*Brano proposto*
Si è costituito in giudizio il Comune di Mattinata.
Ha dispiegato intervento ad opponendum il coniuge separato -OMISSIS-.
Entrambi hanno eccepito l’inammissibilità del ricorso sotto tre distinti profili:
a) il provvedimento impugnato è stato emesso nei confronti di ignoti e non già nei confronti del ricorrente, che dunque non doveva avvisato dell’avvio del procedimento;
b) carenza della posizione sostanziale legittimante, non essendo il ricorrente nè concessionario del loculo, ove riposa sua figlia, nè destinatario del provvedimento di rimozione emesso nei confronti di ignoti;
c) mancata impugnazione del provvedimento di diniego del 13 gennaio 2012 opposto alla richiesta del ricorrente di essere autorizzato a porre una lapide sulla tomba di sua figlia.
Occorre preliminarmente esaminare le tre eccezioni di inammissibilità del ricorso sollevate dalla parte resistente e dall’interveniente.
Le prime due eccezioni – difetto di interesse (per essere il provvedimento stato emesso nei confronti di autori ignoti) e mancanza di una posizione sostanziale legittimante in capo al ricorrente (non essendo concessionario del loculo), in quanto strettamente connesse possono essere esaminate congiuntamente.
Si può osservare che riconoscere mancante in capo al ricorrente l’interesse a partecipare al procedimento di rimozione – e per conseguenza la legittimazione a ricorrere – perchè sono ignoti gli autori del fatto, implicherebbe che il Comune per rimuovere, o comunque, gestire qualsiasi intervento abusivo sul sepolcro sia esonerato dal dare i parenti l’avviso di avvio del procedimento, purchè si possa escludere o sia incerto che esso stessi ne siano gli autori.
Non è così, e l’errore in cui versa il Comune è frutto di un malinteso significato dell’obbligo di dare la comunicazione di avvio del procedimento ai sensi dell’art. 7 l. 241/90.
Sia il Comune, sia l’interveniente mostrano di intendere che la comunicazione debba essere inviata solo a coloro che potrebbero risentire un pregiudizio da un provvedimento (sarebbe tale la rimozione della lapide per chi l’ha apposta), mentre l’art. 7 della l. 241/90, nel prevedere la comunicazione a coloro nei confronti dei quali il provvedimento è in grado a produrre effetti diretti, include, nel novero dei destinatari, anche coloro che astrattamente ne ricaverebbero un vantaggio, basta che la situazione giuridica considerata possa risultare potenzialmente incisa, se del caso ampliata, in considerazione del principio generale che neppure l’arricchimento può essere imposto al nolente.

*Consegne*
a: Secondo il brano sul ricorso relativo alla lapide, quale data porta il provvedimento di diniego di cui si lamenta la mancata impugnazione?
b: Prosegui il brano sul ricorso relativo alla rimozione della lapide a partire dalla sua ultima frase.

*Record dei dati*
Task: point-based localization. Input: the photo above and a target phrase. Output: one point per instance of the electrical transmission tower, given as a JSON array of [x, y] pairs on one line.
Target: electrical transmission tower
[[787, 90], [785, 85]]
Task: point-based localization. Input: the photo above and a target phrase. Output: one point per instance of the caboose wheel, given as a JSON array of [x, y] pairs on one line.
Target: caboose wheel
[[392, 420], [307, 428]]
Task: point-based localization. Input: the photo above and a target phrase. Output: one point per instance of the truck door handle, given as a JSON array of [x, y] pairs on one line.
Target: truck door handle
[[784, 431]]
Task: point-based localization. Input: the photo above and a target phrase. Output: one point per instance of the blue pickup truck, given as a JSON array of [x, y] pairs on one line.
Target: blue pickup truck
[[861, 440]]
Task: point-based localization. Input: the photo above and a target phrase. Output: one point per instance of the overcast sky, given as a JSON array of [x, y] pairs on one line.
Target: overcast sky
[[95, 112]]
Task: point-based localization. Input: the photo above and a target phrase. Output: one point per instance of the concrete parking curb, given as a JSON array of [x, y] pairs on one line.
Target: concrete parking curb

*Soluzioni degli esercizi*
a: Il 13 gennaio 2012.

b:
Non si spiegherebbe altrimenti perchè il Comune abbia comunicato, come d’obbligo, alla madre della piccola che il provvedimento di rimozione era stato avviato.
Anzi proprio tale ultima circostanza consente di scorgere in capo ai genitori la medesima situazione sostanziale che riflette l’interesse di entrambi a partecipare al procedimento di rimozione della lapide.
E’ noto infatti che lo ius sepulchri è un istituto complesso che implica la facoltà reale di inferre mortuum sepulchrum.
Pertanto è opinione del Collegio che lo ius sepulchri possa essere oggetto del potere di fatto, cui l’ordinamento riconosce di tutela ex art. 1140 e seguenti c.c. (Cass. 20 settembre 1991 n. 9837), e come tale abbia rilievo anche nell’ambito del procedimento amministrativo, ove le situazioni di fatto ben possono essere annoverate fra quelle che impongono la comunicazione di avvio del procedimento.
L’art. 7 infatti, ai fini della comunicazione di avvio del procedimento, considera dirimente la possibilità che il potere incida su un bene o un’utilitas con cui un soggetto abbia una relazione giuridicamente rilevante, nota o conoscibile dalla pubblica amministrazione e idonea a consentirgli di trarne i vantaggi connessi alla sua destinazione.
Ciò premesso in termini generali, è la situazione di possesso del sepolcro da parte del ricorrente, nota al Comune per aver questi a suo tempo assentito che sua figlia venisse tumulata nel loculo, con il consenso della coniuge del concessionario, che fonda l’interesse di -OMISSIS- a partecipare al procedimento di rimozione della lapide, non già il fatto che egli stesso sia l’autore dell’apposizione della stessa.
Deve essere poi disattesa l’eccezione di inammissibilità fondata sul fatto che il ricorrente non avrebbe impugnato il diniego di autorizzazione del 13 gennaio 2012 all’apposizione della lapide.
Occorre in proposito precisare che, rispetto al diniego, il provvedimento di rimozione, impugnato per vizi propri, ha diversi presupposti e contenuto decisionale e non è sostenibile che tale autonomo valore giuridico sia sottratto al sindacato giurisdizionale.
Del resto, se anche il provvedimento di rimozione fosse conseguente al diniego del 13 gennaio 2012, l’inammissibilità dovrebbe essere limitata a quei motivi di ricorso volti a far valere l’illegittimità derivata del provvedimento successivo per vizi dell’atto presupposto non impugnato, ma l’ipotesi non ricorre nel caso in esame.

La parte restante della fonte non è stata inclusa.